◆ WHAT TO PRODUCE
Return all of the data verbatim, dropping any picture.

Referring expression data:
=== Begin Enclosure ===

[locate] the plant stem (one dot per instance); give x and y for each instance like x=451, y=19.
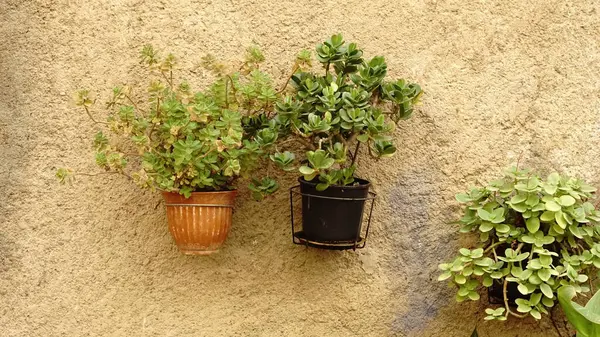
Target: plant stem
x=167, y=79
x=226, y=93
x=294, y=69
x=92, y=118
x=355, y=154
x=135, y=105
x=504, y=289
x=554, y=322
x=492, y=246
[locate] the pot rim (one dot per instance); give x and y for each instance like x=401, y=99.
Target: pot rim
x=203, y=192
x=360, y=186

=== End Enclosure ===

◆ TASK RESPONSE
[locate] the plant stem (one dot per instance); give x and y for each instance like x=451, y=19.
Target: plant stem
x=167, y=79
x=226, y=93
x=294, y=69
x=92, y=118
x=355, y=154
x=135, y=105
x=504, y=289
x=554, y=322
x=492, y=246
[locate] the pot rim (one dot per instance); give x and y for each instance like x=401, y=99.
Target: pot rim
x=203, y=192
x=360, y=186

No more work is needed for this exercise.